Materials provided:

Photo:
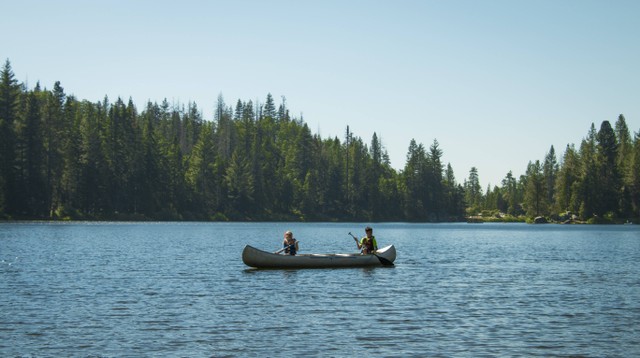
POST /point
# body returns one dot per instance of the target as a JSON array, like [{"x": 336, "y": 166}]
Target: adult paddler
[{"x": 367, "y": 244}]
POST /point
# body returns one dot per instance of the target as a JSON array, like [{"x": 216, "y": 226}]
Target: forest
[{"x": 64, "y": 158}]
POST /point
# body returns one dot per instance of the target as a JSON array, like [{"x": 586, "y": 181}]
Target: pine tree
[{"x": 9, "y": 94}]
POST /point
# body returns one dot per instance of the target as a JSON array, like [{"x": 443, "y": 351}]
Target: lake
[{"x": 181, "y": 289}]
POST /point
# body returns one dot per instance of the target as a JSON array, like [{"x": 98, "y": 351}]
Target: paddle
[{"x": 383, "y": 261}]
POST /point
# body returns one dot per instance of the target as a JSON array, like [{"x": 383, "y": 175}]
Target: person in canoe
[
  {"x": 290, "y": 244},
  {"x": 367, "y": 244}
]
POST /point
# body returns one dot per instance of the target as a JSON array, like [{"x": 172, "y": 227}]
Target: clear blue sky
[{"x": 495, "y": 82}]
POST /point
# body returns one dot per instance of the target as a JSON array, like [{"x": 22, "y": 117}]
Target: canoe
[{"x": 262, "y": 259}]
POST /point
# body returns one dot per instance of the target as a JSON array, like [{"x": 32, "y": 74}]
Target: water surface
[{"x": 181, "y": 289}]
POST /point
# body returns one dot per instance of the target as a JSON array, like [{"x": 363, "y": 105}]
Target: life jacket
[
  {"x": 369, "y": 244},
  {"x": 290, "y": 249}
]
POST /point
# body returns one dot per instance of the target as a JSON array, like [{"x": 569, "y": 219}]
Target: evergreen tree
[
  {"x": 536, "y": 192},
  {"x": 550, "y": 173},
  {"x": 9, "y": 93},
  {"x": 473, "y": 192},
  {"x": 608, "y": 178}
]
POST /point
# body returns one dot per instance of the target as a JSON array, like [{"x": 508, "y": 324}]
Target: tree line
[{"x": 66, "y": 158}]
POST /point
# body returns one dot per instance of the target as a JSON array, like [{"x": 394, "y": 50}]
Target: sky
[{"x": 496, "y": 83}]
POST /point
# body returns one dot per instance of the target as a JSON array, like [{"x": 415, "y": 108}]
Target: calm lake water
[{"x": 181, "y": 289}]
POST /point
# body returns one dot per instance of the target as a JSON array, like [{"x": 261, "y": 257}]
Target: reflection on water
[{"x": 180, "y": 289}]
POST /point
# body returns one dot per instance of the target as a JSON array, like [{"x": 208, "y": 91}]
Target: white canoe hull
[{"x": 262, "y": 259}]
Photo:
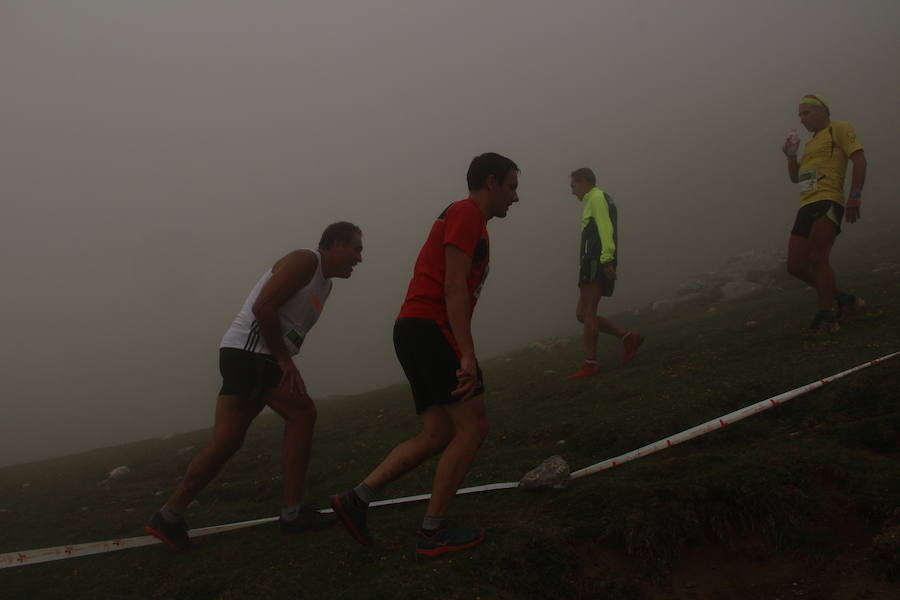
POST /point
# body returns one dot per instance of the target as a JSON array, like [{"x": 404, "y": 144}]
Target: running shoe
[
  {"x": 586, "y": 370},
  {"x": 431, "y": 544},
  {"x": 175, "y": 535},
  {"x": 352, "y": 513},
  {"x": 823, "y": 324},
  {"x": 309, "y": 520},
  {"x": 630, "y": 344},
  {"x": 847, "y": 306}
]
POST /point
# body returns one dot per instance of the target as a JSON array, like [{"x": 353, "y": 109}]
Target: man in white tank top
[{"x": 255, "y": 359}]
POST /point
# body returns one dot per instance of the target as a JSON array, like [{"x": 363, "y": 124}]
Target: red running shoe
[
  {"x": 631, "y": 343},
  {"x": 587, "y": 369}
]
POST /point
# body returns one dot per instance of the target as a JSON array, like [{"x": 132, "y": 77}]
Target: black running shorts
[
  {"x": 247, "y": 374},
  {"x": 810, "y": 213},
  {"x": 428, "y": 354}
]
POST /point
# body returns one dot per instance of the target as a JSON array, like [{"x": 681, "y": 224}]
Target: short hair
[
  {"x": 584, "y": 174},
  {"x": 342, "y": 231},
  {"x": 485, "y": 165}
]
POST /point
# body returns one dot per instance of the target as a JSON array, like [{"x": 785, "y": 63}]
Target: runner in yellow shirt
[{"x": 820, "y": 173}]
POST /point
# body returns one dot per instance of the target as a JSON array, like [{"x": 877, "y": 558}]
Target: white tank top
[{"x": 297, "y": 315}]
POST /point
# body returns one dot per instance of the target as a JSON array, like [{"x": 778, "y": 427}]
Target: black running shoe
[
  {"x": 175, "y": 535},
  {"x": 309, "y": 520},
  {"x": 431, "y": 544},
  {"x": 352, "y": 513}
]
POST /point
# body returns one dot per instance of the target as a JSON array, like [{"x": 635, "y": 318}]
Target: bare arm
[
  {"x": 857, "y": 180},
  {"x": 289, "y": 275},
  {"x": 459, "y": 312}
]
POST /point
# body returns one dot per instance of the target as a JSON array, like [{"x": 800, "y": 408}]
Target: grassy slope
[{"x": 772, "y": 477}]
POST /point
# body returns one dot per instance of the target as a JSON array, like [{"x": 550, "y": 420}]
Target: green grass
[{"x": 773, "y": 478}]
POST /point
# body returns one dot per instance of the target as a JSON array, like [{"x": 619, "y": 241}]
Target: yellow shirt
[{"x": 824, "y": 163}]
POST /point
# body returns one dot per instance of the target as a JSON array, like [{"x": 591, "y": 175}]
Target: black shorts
[
  {"x": 591, "y": 271},
  {"x": 247, "y": 374},
  {"x": 428, "y": 354},
  {"x": 809, "y": 214}
]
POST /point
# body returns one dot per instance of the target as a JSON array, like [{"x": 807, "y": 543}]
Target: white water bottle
[{"x": 793, "y": 142}]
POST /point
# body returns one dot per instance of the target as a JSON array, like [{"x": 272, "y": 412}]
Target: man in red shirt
[{"x": 433, "y": 341}]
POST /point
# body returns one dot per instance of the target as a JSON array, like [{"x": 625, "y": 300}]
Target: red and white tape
[{"x": 29, "y": 557}]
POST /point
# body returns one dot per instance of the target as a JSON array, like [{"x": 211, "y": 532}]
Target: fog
[{"x": 157, "y": 157}]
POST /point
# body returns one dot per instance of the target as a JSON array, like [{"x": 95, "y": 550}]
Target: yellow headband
[{"x": 815, "y": 100}]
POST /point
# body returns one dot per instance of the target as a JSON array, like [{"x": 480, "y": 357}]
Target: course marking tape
[{"x": 29, "y": 557}]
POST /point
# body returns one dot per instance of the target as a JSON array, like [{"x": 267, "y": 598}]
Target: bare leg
[
  {"x": 233, "y": 418},
  {"x": 607, "y": 326},
  {"x": 437, "y": 431},
  {"x": 299, "y": 414},
  {"x": 798, "y": 260},
  {"x": 470, "y": 428}
]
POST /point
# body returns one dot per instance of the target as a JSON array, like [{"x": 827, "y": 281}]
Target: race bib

Description of the task: Each record above must be returned exactly as written, with its pictures omitted.

Solution to this exercise:
Photo:
POST /point
# body returns one dot per instance of the target as a JSON array, like [{"x": 336, "y": 166}]
Target: adult paddler
[{"x": 367, "y": 244}]
POST /point
# body returns one dot per instance of the target as a JSON array, like [{"x": 216, "y": 226}]
Target: forest
[{"x": 64, "y": 158}]
POST /point
# body returns one dot per instance of the target as a JSON array, like [{"x": 586, "y": 181}]
Target: pine tree
[{"x": 9, "y": 94}]
POST /point
# body returns one dot per instance of the target as a JSON array, like [{"x": 443, "y": 351}]
Target: lake
[{"x": 181, "y": 289}]
POST /point
# body returns one dot per instance of the target as a JSON array, like [{"x": 98, "y": 351}]
Target: paddle
[{"x": 383, "y": 261}]
POST /point
# body returns one dot per instance of the target as a JSON array, like [{"x": 383, "y": 175}]
Target: person in canoe
[
  {"x": 290, "y": 244},
  {"x": 367, "y": 244}
]
POST /point
# body returns one dot per instance of the target as a JSON array, like [{"x": 172, "y": 227}]
Target: clear blue sky
[{"x": 495, "y": 82}]
POST /point
# body returns one dot per instance of the target as a JSON array, like [{"x": 22, "y": 117}]
Target: canoe
[{"x": 262, "y": 259}]
POST /point
# body returns one dot per instance of the target as a JSON array, like [{"x": 32, "y": 74}]
Target: water surface
[{"x": 181, "y": 289}]
POST /point
# body returns one dot per instance of the target as a JSON array, like [{"x": 363, "y": 105}]
Target: life jacket
[
  {"x": 369, "y": 244},
  {"x": 290, "y": 249}
]
POST /point
# body returns one dot per instance of the target as a JSON array, like [{"x": 569, "y": 219}]
Target: evergreen tree
[
  {"x": 536, "y": 192},
  {"x": 550, "y": 173},
  {"x": 9, "y": 93},
  {"x": 473, "y": 192},
  {"x": 608, "y": 178}
]
POST /point
# body returns one dot per instance of the target as a JSON array, like [{"x": 508, "y": 324}]
Target: tree line
[{"x": 66, "y": 158}]
POST /point
# body returns one dot per instance of the target as a JSON array, like [{"x": 394, "y": 50}]
Target: sky
[{"x": 496, "y": 83}]
POST /point
# body returns one dot per instance of the target as a JSON array, like [{"x": 415, "y": 108}]
Target: calm lake water
[{"x": 181, "y": 289}]
POST /point
# body returns one dot per instance of the target as a JSON array, like [{"x": 261, "y": 257}]
Target: reflection on water
[{"x": 180, "y": 289}]
POST /point
# body returns one dot per instance of the target as a JSON array, like [{"x": 208, "y": 91}]
Target: white canoe hull
[{"x": 262, "y": 259}]
Photo:
POST /point
# body returns one dot per instance of the target as a JSON array, like [{"x": 404, "y": 144}]
Target: running shoe
[
  {"x": 586, "y": 370},
  {"x": 431, "y": 544},
  {"x": 175, "y": 535},
  {"x": 352, "y": 513},
  {"x": 823, "y": 324},
  {"x": 309, "y": 520},
  {"x": 630, "y": 344},
  {"x": 847, "y": 306}
]
POST /point
# body returns one dot per instance of the target as a JSON array, like [{"x": 353, "y": 109}]
Target: man in white tank top
[{"x": 255, "y": 359}]
POST /point
# body returns one dot per instance of the target as a JSON array, like [{"x": 363, "y": 124}]
Target: red running shoe
[
  {"x": 631, "y": 343},
  {"x": 587, "y": 369}
]
POST /point
# body returns one dot per instance of the target as a JSON array, like [{"x": 132, "y": 77}]
Target: black running shorts
[
  {"x": 247, "y": 374},
  {"x": 810, "y": 213},
  {"x": 428, "y": 354}
]
POST /point
# body returns one dot per instance of the target as a JSON array, like [{"x": 681, "y": 224}]
Target: short hair
[
  {"x": 584, "y": 174},
  {"x": 342, "y": 231},
  {"x": 485, "y": 165}
]
POST /point
# body returns one dot per instance of the target as a JSON array, like [{"x": 785, "y": 63}]
Target: runner in yellow shirt
[{"x": 820, "y": 173}]
POST /point
# body returns one dot per instance of the target as a JSON array, like [{"x": 877, "y": 558}]
Target: white tank top
[{"x": 297, "y": 315}]
POST /point
# body returns one dot per instance of the target as a JSON array, like [{"x": 778, "y": 427}]
Target: black running shoe
[
  {"x": 175, "y": 535},
  {"x": 309, "y": 520},
  {"x": 431, "y": 544},
  {"x": 352, "y": 513}
]
POST /point
# body returns one dot per instance of the target as a JSON array, like [{"x": 635, "y": 318}]
Target: bare arm
[
  {"x": 857, "y": 180},
  {"x": 289, "y": 275},
  {"x": 459, "y": 312}
]
POST /point
# body returns one dot per instance of the target as a JSON array, like [{"x": 800, "y": 408}]
Target: grassy slope
[{"x": 772, "y": 477}]
POST /point
# body returns one dot per instance of the target as a JSON array, like [{"x": 550, "y": 420}]
Target: green grass
[{"x": 773, "y": 478}]
POST /point
# body returns one dot per instance of the target as a JSON array, like [{"x": 619, "y": 241}]
Target: yellow shirt
[{"x": 824, "y": 163}]
POST /point
# body returns one dot per instance of the target as a JSON array, like [{"x": 591, "y": 175}]
Target: black shorts
[
  {"x": 591, "y": 271},
  {"x": 247, "y": 374},
  {"x": 428, "y": 354},
  {"x": 809, "y": 214}
]
POST /point
# body returns one dot per instance of the target as a JSON array, like [{"x": 807, "y": 543}]
Target: white water bottle
[{"x": 793, "y": 142}]
POST /point
# body returns one dot per instance of the target as a JSON array, like [{"x": 272, "y": 412}]
Target: man in red shirt
[{"x": 433, "y": 341}]
POST /point
# body returns one dot per instance of the target as a JSON array, like [{"x": 625, "y": 300}]
Target: red and white tape
[{"x": 29, "y": 557}]
POST /point
# body returns one dot per instance of the target as a JSON array, like [{"x": 211, "y": 532}]
Target: fog
[{"x": 157, "y": 157}]
POST /point
# body returns one dot per instance of the target as a JSON array, like [{"x": 95, "y": 550}]
Target: yellow headband
[{"x": 815, "y": 100}]
POST /point
# body returns one dot per instance of the target as a JSON array, like [{"x": 480, "y": 357}]
Target: course marking tape
[{"x": 29, "y": 557}]
POST /point
# body returns one dot per instance of the target as a JSON array, like [{"x": 267, "y": 598}]
Target: bare leg
[
  {"x": 233, "y": 418},
  {"x": 607, "y": 326},
  {"x": 437, "y": 431},
  {"x": 299, "y": 414},
  {"x": 798, "y": 260},
  {"x": 470, "y": 428}
]
POST /point
# body returns one dot per instance of the target as a JSON array, like [{"x": 827, "y": 281}]
Target: race bib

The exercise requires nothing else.